### Records shown

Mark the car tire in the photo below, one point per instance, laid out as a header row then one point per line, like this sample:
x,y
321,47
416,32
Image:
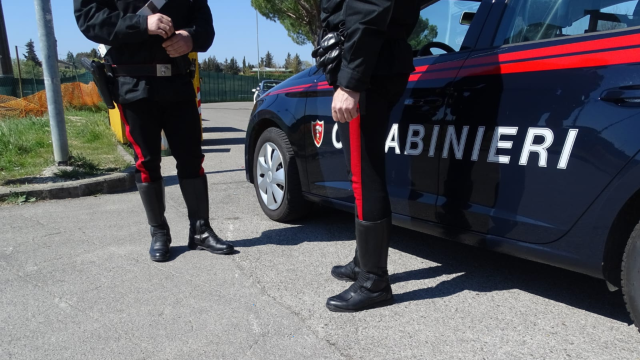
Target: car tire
x,y
277,183
631,276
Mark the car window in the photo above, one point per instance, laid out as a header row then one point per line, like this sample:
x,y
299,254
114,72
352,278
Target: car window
x,y
533,20
441,22
268,86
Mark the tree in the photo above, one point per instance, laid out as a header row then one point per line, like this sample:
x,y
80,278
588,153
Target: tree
x,y
31,53
288,62
423,33
301,18
28,68
268,60
233,67
70,58
296,64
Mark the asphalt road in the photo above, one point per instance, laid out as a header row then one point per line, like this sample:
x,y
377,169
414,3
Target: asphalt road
x,y
76,282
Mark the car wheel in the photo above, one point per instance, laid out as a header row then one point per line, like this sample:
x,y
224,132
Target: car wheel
x,y
631,276
276,177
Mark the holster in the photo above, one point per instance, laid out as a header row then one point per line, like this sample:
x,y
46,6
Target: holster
x,y
101,79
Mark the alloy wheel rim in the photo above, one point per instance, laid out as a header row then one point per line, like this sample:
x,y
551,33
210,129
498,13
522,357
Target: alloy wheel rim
x,y
271,177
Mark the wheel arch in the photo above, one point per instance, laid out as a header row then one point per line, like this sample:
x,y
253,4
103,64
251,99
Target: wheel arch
x,y
621,228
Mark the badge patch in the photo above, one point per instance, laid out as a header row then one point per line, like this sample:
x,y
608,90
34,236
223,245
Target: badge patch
x,y
317,130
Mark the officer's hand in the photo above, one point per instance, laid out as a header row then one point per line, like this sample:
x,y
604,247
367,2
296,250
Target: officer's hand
x,y
159,24
181,43
345,105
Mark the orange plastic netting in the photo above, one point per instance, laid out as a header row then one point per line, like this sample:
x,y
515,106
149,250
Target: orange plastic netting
x,y
74,94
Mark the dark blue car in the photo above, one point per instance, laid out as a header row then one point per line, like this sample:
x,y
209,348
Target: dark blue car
x,y
519,132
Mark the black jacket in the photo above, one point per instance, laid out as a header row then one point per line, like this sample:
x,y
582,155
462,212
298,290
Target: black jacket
x,y
115,23
377,40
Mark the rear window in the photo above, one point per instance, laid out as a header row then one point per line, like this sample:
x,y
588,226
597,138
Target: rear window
x,y
534,20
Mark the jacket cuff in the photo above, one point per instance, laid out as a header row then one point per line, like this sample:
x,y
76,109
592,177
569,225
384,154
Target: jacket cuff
x,y
351,80
144,27
192,33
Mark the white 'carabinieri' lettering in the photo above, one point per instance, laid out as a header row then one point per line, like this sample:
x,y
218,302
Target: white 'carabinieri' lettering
x,y
458,147
415,139
541,149
392,140
568,147
497,144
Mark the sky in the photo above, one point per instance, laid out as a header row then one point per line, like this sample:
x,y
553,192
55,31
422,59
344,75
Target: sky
x,y
235,23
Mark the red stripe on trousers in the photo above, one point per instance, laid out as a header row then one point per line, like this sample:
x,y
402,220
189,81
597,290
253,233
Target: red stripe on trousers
x,y
356,163
136,148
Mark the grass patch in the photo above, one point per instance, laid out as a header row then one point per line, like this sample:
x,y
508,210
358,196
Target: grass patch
x,y
18,199
26,149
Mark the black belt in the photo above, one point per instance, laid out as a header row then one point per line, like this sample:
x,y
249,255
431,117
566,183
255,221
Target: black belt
x,y
159,70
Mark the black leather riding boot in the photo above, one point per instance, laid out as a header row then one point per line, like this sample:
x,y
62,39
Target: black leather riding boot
x,y
372,288
201,235
347,272
152,195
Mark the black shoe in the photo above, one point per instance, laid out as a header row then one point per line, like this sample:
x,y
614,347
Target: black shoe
x,y
372,288
202,237
347,272
152,195
370,291
160,243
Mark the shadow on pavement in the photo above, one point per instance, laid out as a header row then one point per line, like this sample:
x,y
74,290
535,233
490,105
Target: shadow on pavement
x,y
223,142
172,180
475,269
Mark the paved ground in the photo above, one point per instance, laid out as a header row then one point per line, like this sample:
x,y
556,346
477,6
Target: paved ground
x,y
76,282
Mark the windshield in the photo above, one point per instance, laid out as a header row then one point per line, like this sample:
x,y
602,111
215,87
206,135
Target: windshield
x,y
441,22
269,85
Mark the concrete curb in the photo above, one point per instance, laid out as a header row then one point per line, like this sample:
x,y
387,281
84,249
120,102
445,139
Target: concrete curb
x,y
107,184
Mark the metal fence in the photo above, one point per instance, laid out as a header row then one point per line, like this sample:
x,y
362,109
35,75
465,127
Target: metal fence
x,y
11,86
214,87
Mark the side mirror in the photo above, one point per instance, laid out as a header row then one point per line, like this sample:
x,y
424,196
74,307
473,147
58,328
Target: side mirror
x,y
467,18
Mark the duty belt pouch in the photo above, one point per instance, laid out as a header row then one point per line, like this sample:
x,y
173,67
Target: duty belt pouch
x,y
329,53
102,80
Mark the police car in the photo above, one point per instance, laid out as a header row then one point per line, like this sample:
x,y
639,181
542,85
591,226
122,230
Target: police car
x,y
519,131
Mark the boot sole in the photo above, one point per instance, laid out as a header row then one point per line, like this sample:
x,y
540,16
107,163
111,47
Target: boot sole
x,y
198,247
379,304
345,279
161,259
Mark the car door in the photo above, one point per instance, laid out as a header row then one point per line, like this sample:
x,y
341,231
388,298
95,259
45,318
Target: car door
x,y
412,166
550,112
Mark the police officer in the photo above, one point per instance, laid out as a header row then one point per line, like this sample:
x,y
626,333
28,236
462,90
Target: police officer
x,y
376,62
148,57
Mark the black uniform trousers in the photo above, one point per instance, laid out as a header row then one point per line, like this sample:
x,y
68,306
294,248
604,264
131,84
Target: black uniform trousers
x,y
363,141
146,118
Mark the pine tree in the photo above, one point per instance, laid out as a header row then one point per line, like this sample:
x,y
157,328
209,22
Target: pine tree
x,y
288,62
31,53
70,58
268,60
296,64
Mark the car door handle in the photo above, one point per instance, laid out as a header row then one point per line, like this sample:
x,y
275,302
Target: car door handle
x,y
429,102
623,96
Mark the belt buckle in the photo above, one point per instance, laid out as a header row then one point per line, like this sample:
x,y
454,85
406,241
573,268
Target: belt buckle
x,y
163,70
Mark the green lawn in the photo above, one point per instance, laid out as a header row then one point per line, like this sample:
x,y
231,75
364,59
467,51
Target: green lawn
x,y
26,149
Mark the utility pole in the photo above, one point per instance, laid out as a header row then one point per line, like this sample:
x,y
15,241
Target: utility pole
x,y
19,73
6,69
48,46
258,41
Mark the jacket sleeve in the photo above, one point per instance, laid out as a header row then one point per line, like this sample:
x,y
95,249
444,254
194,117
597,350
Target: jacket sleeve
x,y
101,21
366,23
202,31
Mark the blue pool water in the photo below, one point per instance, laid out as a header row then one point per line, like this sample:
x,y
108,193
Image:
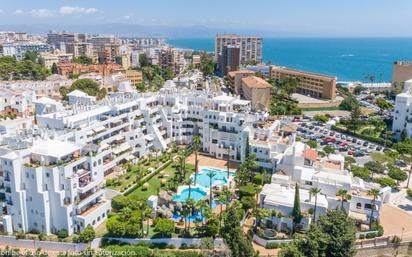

### Aim
How many lines in the entries above contain the word "shoe"? Reply with the number alone.

### Task output
2